DATASET EXTRACT =>
[Start of Attachment]

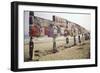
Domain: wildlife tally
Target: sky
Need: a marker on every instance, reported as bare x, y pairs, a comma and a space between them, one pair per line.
82, 19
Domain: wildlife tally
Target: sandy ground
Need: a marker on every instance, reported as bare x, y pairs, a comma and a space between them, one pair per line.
80, 51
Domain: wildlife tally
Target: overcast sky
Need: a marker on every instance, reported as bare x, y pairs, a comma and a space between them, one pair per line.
83, 20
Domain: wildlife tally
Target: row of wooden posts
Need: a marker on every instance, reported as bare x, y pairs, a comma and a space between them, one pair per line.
31, 42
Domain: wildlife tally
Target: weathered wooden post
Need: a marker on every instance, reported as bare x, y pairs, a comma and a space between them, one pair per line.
54, 36
31, 43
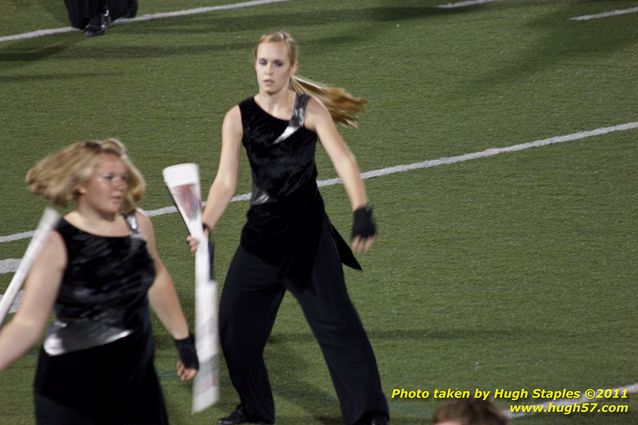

[End of Attachment]

WHAT YOU NEED TO DO =>
Whenever the word "Target" shows up in a line of the entries, copy that line.

RESPONSE BOX =>
Target: sky
Target: sandy ground
Target: overcast sky
Target: row of wooden posts
Target: weathered wooden post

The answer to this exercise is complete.